Set down the material below word for word, omitting the pictures.

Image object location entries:
#####

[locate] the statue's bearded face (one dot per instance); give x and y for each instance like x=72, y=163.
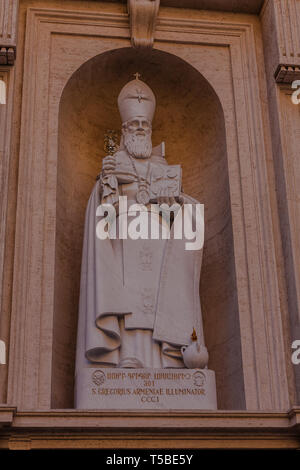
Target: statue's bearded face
x=137, y=137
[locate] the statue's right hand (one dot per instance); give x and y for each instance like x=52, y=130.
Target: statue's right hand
x=108, y=165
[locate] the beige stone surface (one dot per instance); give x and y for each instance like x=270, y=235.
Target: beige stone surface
x=217, y=59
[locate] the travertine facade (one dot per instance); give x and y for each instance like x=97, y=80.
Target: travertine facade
x=230, y=75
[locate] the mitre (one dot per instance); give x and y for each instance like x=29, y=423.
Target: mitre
x=136, y=99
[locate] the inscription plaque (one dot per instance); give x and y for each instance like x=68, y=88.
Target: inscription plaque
x=174, y=389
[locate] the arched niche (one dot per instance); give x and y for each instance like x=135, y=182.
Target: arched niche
x=189, y=118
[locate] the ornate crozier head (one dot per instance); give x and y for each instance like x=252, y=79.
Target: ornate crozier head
x=136, y=103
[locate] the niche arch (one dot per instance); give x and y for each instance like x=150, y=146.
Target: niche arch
x=190, y=119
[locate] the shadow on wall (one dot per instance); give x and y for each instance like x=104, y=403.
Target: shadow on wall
x=190, y=119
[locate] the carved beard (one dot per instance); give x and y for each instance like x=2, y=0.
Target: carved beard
x=138, y=146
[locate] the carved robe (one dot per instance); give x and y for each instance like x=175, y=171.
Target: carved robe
x=149, y=287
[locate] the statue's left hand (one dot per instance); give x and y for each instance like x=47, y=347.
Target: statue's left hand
x=165, y=198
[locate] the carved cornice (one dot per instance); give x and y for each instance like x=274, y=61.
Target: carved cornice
x=79, y=429
x=143, y=14
x=287, y=73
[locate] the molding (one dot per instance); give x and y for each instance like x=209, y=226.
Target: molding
x=68, y=429
x=7, y=55
x=8, y=31
x=287, y=73
x=143, y=14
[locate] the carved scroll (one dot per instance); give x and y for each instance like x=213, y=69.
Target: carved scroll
x=143, y=14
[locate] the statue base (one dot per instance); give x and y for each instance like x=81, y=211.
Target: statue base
x=146, y=389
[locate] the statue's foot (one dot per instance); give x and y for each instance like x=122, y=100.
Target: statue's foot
x=130, y=363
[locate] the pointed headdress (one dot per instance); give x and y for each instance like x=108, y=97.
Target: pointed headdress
x=136, y=99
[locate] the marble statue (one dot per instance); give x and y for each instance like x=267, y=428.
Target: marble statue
x=139, y=298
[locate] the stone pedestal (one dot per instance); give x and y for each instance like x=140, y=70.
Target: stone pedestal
x=166, y=389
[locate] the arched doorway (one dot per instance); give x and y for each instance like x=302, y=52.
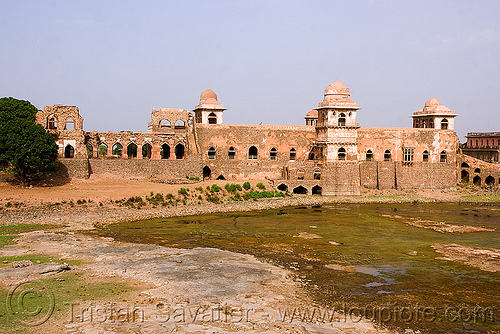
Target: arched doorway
x=206, y=172
x=477, y=180
x=465, y=176
x=300, y=190
x=179, y=151
x=282, y=187
x=69, y=151
x=316, y=190
x=165, y=151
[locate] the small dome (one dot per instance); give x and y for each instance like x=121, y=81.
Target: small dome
x=312, y=113
x=208, y=94
x=433, y=102
x=337, y=85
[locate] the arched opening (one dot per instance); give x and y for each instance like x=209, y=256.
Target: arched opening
x=253, y=152
x=132, y=151
x=465, y=176
x=369, y=155
x=146, y=151
x=165, y=123
x=179, y=151
x=490, y=181
x=300, y=190
x=102, y=150
x=444, y=124
x=70, y=124
x=425, y=156
x=273, y=154
x=211, y=153
x=207, y=172
x=316, y=190
x=117, y=150
x=282, y=187
x=231, y=153
x=212, y=118
x=342, y=154
x=69, y=151
x=477, y=180
x=341, y=119
x=179, y=124
x=165, y=151
x=387, y=155
x=90, y=150
x=443, y=157
x=52, y=123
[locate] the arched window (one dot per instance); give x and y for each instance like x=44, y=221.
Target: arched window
x=102, y=150
x=179, y=124
x=165, y=151
x=425, y=156
x=342, y=154
x=252, y=152
x=387, y=155
x=212, y=118
x=443, y=156
x=211, y=153
x=69, y=151
x=132, y=151
x=444, y=124
x=273, y=154
x=231, y=153
x=369, y=155
x=146, y=151
x=341, y=119
x=52, y=123
x=70, y=124
x=117, y=150
x=179, y=151
x=165, y=123
x=90, y=150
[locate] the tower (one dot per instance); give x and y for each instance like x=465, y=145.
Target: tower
x=337, y=130
x=209, y=111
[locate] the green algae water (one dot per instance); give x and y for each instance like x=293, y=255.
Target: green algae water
x=364, y=259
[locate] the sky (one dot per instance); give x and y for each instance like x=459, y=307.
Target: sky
x=268, y=61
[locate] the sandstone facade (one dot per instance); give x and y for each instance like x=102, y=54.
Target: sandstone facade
x=332, y=154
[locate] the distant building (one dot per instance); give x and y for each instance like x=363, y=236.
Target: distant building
x=483, y=145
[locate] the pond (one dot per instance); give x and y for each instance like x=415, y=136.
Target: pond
x=364, y=258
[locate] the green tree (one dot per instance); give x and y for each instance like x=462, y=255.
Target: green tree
x=26, y=149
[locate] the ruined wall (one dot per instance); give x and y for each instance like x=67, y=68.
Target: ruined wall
x=222, y=137
x=171, y=169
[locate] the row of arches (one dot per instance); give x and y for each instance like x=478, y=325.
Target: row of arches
x=315, y=190
x=52, y=123
x=253, y=153
x=166, y=152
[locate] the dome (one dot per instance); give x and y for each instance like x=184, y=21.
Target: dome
x=208, y=94
x=336, y=86
x=312, y=113
x=433, y=102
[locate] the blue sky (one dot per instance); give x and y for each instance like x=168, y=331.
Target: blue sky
x=268, y=61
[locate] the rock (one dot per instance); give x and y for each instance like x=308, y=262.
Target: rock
x=22, y=264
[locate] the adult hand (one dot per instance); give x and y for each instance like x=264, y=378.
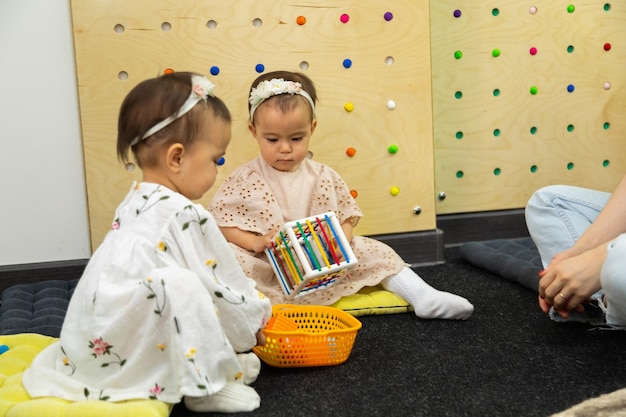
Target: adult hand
x=568, y=282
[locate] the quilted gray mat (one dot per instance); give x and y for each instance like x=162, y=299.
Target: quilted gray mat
x=516, y=260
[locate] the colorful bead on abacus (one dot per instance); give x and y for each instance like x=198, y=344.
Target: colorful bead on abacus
x=310, y=254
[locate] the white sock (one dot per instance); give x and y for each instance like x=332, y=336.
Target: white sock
x=233, y=398
x=427, y=302
x=250, y=365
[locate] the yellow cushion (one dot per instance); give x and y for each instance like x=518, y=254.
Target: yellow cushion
x=15, y=402
x=373, y=300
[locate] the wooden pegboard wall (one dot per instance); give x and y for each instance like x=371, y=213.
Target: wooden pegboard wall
x=120, y=43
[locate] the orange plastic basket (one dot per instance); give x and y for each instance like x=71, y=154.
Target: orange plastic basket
x=300, y=336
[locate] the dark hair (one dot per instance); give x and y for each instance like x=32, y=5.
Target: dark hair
x=286, y=102
x=154, y=100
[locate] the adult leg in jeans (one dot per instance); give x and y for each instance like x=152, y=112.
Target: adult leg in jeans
x=557, y=215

#####

■ **Written solution**:
[locate] the statue's bearded face (one dot per instance); give x and y for each instance like x=72, y=163.
Target: statue's bearded face
x=137, y=137
[locate] the statue's right hand (one dot per instance); give x and y for each instance like x=52, y=130.
Target: statue's right hand
x=108, y=165
[locate] the beige stone surface (one dot per instance); give x and y for each instance like x=270, y=235.
Target: beige stone surface
x=217, y=59
[locate] the travertine facade (one dot per instance); give x and y for each instance like x=97, y=80.
Target: travertine facade
x=230, y=75
[locate] the mitre (one dot per instance); give x and y for each instance like x=29, y=423.
Target: mitre
x=136, y=99
[locate] the inscription plaque (one dot per instance); give x and y for each instance like x=68, y=88.
Target: inscription plaque
x=174, y=389
[locate] the arched niche (one dot per instance); give x and y for each instance like x=135, y=182.
Target: arched niche
x=189, y=118
[locate] the ornate crozier head (one dot per instance); give x and y for each instance like x=252, y=79.
Target: ornate crozier head
x=136, y=103
[locate] the niche arch (one dot per instance); give x and y for each instance like x=150, y=146.
Target: niche arch
x=190, y=119
[locate] the shadow on wall (one dot per instance); give x and y for each instance like x=104, y=403.
Target: shadow on wall
x=190, y=119
[locate] the carved beard (one dot per instance); give x and y for each instance like x=2, y=0.
Target: carved beard
x=138, y=146
[locate] the carved robe (one dot per instance); give x and y for each instance like x=175, y=171.
Target: carved robe
x=149, y=287
[locate] the statue's left hand (one dot per instance); give x and y for each instance like x=47, y=347.
Target: statue's left hand
x=165, y=198
[locate] the carved cornice (one dot per instance); give x and y for each instance like x=274, y=61.
Target: carved cornice
x=79, y=429
x=143, y=14
x=287, y=73
[locate] the molding (one dot per instance); give x and y for each instance like x=209, y=226.
Target: molding
x=68, y=429
x=7, y=55
x=8, y=31
x=287, y=73
x=143, y=14
[locate] the carved scroll (one dot per instance); give x and y for each instance like x=213, y=69.
Target: carved scroll
x=143, y=14
[locate] the statue base (one dot per instance); give x and y for each instance like x=81, y=211.
Target: statue base
x=146, y=389
[locate] the statue's foot (one dot per instance); give x and y for each instance like x=122, y=100.
Target: statue's foot
x=130, y=363
[locate] the pointed headdress (one dot per instance); give x and y for each instance like x=108, y=97.
Target: pointed headdress
x=136, y=99
[locate] the marble statue (one dot per instance); give x and y for each instance like x=267, y=428.
Target: marble statue
x=139, y=298
[locate] the stone pedestal (one dot per instance); give x and y for each instance like x=140, y=70.
Target: stone pedestal
x=166, y=389
[locate] the arched doorway (one dot per instance); give x and y for each instance like x=302, y=52.
Target: arched doorway
x=206, y=172
x=477, y=180
x=465, y=176
x=300, y=190
x=179, y=151
x=282, y=187
x=69, y=151
x=316, y=190
x=165, y=151
[locate] the small dome (one dot per instance); give x and y for each instance like x=121, y=81.
Target: small dome
x=312, y=113
x=208, y=94
x=433, y=102
x=337, y=85
[locate] the arched opening (one dot per instance); give x and y for each instance like x=209, y=256.
Target: arched opening
x=253, y=152
x=132, y=151
x=465, y=176
x=369, y=155
x=146, y=151
x=165, y=123
x=179, y=151
x=490, y=181
x=300, y=190
x=102, y=150
x=444, y=124
x=70, y=124
x=425, y=156
x=273, y=154
x=211, y=153
x=207, y=172
x=316, y=190
x=117, y=150
x=282, y=187
x=231, y=153
x=212, y=118
x=342, y=154
x=69, y=151
x=477, y=180
x=341, y=119
x=179, y=124
x=165, y=151
x=387, y=155
x=90, y=150
x=443, y=157
x=52, y=123
[locate] the arched window (one dot per instance); give x and y for each instance like x=44, y=221.
Target: arched window
x=102, y=150
x=179, y=124
x=165, y=151
x=425, y=156
x=342, y=154
x=252, y=152
x=387, y=155
x=212, y=118
x=443, y=156
x=211, y=153
x=69, y=151
x=132, y=151
x=444, y=124
x=273, y=154
x=231, y=153
x=369, y=155
x=146, y=151
x=341, y=119
x=52, y=123
x=70, y=124
x=117, y=150
x=179, y=151
x=165, y=123
x=90, y=150
[locate] the tower (one dot per instance); give x and y for each instance like x=465, y=145.
Target: tower
x=337, y=130
x=209, y=111
[locate] the green algae water (one dot per instance); give x and y for each instance like x=293, y=255.
Target: green algae water
x=364, y=259
[locate] the sky (one dot per instance); give x and y for each instance like x=459, y=307.
Target: sky
x=268, y=61
[locate] the sandstone facade (one dot per instance); give x and y for each instance like x=102, y=54.
Target: sandstone facade
x=332, y=154
[locate] the distant building (one dot per instance); give x and y for each instance like x=363, y=236.
Target: distant building
x=483, y=145
[locate] the pond (one dot per instance); give x and y for each instance like x=415, y=136.
Target: pond
x=364, y=258
[locate] the green tree (one dot per instance); give x and y for each instance like x=462, y=255.
Target: green tree
x=26, y=149
[locate] the ruined wall (one dot per instance); give x and y for each instance like x=67, y=68.
Target: ruined wall
x=222, y=137
x=171, y=169
[locate] the row of arches (one dot per instance); give x and y for each instance like x=478, y=325.
Target: row of arches
x=315, y=190
x=52, y=123
x=253, y=153
x=166, y=152
[locate] the dome (one dot per instance); give x and y for each instance like x=184, y=21.
Target: dome
x=208, y=94
x=336, y=86
x=312, y=113
x=433, y=102
[locate] the blue sky (one dot per instance); give x and y for each instance like x=168, y=331.
Target: blue sky
x=268, y=61
[locate] the rock (one dot per instance); give x and y for each instance like x=308, y=262.
Target: rock
x=22, y=264
[locate] the adult hand (one dot per instance); give x and y for each instance like x=264, y=378.
Target: adult hand
x=568, y=282
[locate] the quilted gray mat (one dot per instance); give x and y for each instance like x=162, y=299.
Target: quilted gray mat
x=516, y=260
[locate] the colorful bead on abacus (one dot per instance); give x and y for each instance like x=198, y=344.
Target: colorful bead on abacus
x=310, y=254
[locate] the white sock (one dot per instance); give x and y for each instance like x=332, y=336.
Target: white sock
x=233, y=398
x=427, y=302
x=250, y=365
[locate] the yellow cushion (one dot per instance); give x and y for each instance like x=518, y=254.
Target: yellow cushion
x=15, y=402
x=373, y=300
[locate] the wooden pegboard wall (one dot per instance); give x and y for each instance like x=371, y=213.
Target: wooden pegboard wall
x=120, y=43
[locate] the orange plastic basket (one dot per instance); give x and y for each instance like x=71, y=154.
Target: orange plastic basket
x=300, y=336
[locate] the dark hair (one dot per instance); give x and y for each instance like x=32, y=5.
Target: dark hair
x=286, y=102
x=154, y=100
[locate] the adult leg in jeans (one dot per instance); give x and y for each instance like x=152, y=112.
Target: adult leg in jeans
x=557, y=215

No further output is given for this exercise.